··· Input data ···

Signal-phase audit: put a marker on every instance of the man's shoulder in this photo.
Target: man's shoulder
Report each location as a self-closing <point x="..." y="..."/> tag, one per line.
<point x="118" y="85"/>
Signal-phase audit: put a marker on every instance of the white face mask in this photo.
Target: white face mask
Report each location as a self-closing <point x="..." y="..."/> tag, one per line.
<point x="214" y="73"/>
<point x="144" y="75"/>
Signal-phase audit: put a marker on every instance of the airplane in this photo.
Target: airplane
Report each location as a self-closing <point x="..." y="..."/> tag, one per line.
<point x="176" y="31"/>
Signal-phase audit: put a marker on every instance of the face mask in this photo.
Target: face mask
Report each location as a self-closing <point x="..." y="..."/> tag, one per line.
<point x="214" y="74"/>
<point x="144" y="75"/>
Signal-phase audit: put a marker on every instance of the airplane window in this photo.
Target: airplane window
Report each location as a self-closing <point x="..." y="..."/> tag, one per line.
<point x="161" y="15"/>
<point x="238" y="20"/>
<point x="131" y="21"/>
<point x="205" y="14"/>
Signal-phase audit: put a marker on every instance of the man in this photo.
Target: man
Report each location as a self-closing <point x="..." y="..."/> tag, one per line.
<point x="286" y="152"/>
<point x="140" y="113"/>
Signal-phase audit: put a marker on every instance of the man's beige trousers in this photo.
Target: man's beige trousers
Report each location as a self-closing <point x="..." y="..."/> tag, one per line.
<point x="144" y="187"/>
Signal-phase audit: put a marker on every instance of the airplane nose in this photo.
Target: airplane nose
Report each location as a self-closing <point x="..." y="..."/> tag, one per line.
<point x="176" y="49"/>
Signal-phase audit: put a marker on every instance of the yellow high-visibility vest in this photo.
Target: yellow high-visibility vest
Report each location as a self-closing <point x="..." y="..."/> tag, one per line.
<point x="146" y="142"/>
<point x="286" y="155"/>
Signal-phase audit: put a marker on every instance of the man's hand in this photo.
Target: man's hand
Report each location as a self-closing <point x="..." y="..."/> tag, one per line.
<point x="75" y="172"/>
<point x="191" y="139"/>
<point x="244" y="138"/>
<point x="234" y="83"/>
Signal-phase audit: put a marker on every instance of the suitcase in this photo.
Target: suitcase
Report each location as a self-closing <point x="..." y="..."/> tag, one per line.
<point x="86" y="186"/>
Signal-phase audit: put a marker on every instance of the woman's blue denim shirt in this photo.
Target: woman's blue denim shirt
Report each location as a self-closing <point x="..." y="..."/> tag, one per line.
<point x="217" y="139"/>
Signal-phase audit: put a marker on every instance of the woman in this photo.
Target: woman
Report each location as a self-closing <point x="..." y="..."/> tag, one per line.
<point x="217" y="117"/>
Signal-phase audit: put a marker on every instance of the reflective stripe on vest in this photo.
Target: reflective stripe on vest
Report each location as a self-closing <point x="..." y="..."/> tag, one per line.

···

Some lines in the data above hold the string "high". Find and copy each of them.

• Answer to this exercise:
Signal-phase audit: put a marker on every instance of the yellow high-visibility vest in this photo.
Target: yellow high-visibility vest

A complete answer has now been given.